I'm doing quite well, except that there's so much going on in my life that my head is spinning. After soccer ends for the girls, things should slow down. A bit. I'm feeling a bit anxious about this weekend because I have: a chili cookoff to attend tonight; an all-day scrapbooking event tomorrow (always lots of unhealthy food), followed by a dinner out with T's siblings and spouses; and our annual block party on Sunday (everyone is supposed to bring an apple or pumpkin dish for the cookoff). It's an all food all the time weekend. I've been feeling so great that I don't want to freak out and make this a horrible weekend. So, I'm not going to. I'm going to eat mindfully and stop before I have that "too full" feeling. So it won't be such healthy fare. It's one weekend out of my life. Tune in Monday to see how I did.
I saw my therapist this week, and she's happy with my progress. Her only assignment for me is to work on stopping my irrational thoughts sooner. I shall endeavor to complete my assignment well.
Last weekend was a very full one with little down time (always a trigger for me) . As I sat down to pay bills (also always a trigger for me), I started to feel the urge to binge. At first I was so distracted by the desire that I couldn't concentrate on what I was doing. I paced around a bit, trying to soothe myself with little success. Finally, I got a little snack packet of cookies to sit down with and decided that I would ride out my urge. I reasoned that it couldn't possibly last forever. As I got involved in paying the bills, it was still there but I ignored it. When I finished, I wavered as I stood in the kitchen putting the leftover detritus in the recycling bag. I reminded myself that I was riding it out and went upstairs to get ready for bed. After I did my bedtime routine and got into bed to read for a bit, I realized that the urge had lessened. It didn't really completely go away before I went to sleep, but wasn't there any longer in the morning. It was really an empowering feeling to know that I'd faced the urge and beaten it without escaping the house on my bike or on foot. I stayed right there and didn't give in.

> _What to produce_: Do these statements agree with the post above? Answer yes or no for each, quoting the words of the post that decide it. (a) The block party takes place on Sunday. (b) The therapist assigned the writer to keep a food journal. (c) The urge to binge was completely gone before the writer fell asleep.

> _Source material_:
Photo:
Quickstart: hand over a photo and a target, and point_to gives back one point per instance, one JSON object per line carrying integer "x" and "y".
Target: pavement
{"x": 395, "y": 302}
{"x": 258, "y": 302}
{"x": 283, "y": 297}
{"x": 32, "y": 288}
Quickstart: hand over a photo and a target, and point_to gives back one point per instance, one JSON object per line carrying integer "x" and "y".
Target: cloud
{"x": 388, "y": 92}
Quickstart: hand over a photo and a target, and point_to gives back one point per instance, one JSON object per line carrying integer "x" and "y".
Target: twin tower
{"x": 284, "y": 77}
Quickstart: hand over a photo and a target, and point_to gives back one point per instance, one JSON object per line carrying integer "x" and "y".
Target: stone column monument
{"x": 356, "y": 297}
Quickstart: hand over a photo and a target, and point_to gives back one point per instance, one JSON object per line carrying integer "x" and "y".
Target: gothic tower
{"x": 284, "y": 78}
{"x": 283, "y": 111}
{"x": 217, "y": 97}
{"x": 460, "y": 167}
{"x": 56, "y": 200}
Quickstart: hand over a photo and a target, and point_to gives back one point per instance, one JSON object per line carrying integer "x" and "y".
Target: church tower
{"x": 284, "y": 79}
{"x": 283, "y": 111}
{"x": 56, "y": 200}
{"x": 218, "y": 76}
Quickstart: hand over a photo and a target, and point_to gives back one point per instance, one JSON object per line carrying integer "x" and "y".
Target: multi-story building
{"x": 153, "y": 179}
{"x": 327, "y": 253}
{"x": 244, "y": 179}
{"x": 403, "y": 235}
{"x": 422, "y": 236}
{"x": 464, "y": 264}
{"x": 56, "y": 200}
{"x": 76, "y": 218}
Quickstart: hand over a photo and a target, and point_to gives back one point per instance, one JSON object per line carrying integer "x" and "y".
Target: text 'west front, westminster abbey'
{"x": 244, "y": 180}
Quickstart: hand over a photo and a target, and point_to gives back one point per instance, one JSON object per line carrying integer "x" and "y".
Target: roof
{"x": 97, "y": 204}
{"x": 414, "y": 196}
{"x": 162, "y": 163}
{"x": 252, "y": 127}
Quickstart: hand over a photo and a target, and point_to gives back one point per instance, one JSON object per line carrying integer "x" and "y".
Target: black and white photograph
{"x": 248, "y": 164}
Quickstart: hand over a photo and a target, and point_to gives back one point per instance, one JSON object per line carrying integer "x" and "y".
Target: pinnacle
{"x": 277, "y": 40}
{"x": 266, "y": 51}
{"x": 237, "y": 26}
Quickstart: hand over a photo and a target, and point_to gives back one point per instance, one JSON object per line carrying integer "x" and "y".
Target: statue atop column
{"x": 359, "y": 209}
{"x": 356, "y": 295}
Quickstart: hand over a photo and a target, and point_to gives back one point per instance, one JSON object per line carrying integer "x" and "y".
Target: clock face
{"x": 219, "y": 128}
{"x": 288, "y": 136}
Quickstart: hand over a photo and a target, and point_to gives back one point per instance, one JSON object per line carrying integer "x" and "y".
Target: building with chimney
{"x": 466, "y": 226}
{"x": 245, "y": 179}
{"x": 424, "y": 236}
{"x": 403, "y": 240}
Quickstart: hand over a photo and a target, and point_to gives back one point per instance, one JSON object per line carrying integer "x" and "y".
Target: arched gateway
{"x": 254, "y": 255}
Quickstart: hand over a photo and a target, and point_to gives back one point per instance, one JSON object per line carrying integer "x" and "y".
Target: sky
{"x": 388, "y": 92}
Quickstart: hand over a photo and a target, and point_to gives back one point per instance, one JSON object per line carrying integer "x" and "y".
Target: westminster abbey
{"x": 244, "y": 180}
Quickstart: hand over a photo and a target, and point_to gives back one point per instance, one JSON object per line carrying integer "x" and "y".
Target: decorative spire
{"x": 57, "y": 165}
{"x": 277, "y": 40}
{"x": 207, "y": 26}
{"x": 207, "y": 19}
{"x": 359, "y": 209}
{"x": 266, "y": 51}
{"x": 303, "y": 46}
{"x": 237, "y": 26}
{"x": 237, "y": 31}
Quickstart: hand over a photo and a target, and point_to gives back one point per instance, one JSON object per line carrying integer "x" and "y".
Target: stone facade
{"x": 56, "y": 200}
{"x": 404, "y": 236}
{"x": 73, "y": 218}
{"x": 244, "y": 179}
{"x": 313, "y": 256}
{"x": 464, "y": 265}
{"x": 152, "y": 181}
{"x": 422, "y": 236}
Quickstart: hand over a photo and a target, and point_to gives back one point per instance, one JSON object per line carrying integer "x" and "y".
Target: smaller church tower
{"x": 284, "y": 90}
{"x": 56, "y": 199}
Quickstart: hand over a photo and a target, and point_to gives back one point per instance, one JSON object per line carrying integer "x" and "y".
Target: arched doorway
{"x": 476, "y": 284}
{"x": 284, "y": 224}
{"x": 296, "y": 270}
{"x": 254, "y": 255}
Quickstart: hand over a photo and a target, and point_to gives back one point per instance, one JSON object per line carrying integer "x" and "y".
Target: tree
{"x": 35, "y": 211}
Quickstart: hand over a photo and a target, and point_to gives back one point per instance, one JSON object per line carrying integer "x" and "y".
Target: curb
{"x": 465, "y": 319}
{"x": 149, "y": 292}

> _Solution to this exercise_:
(a) Yes: "and our annual block party on Sunday"
(b) No: "Her only assignment for me is to work on stopping my irrational thoughts sooner."
(c) No: "It didn't really completely go away before I went to sleep"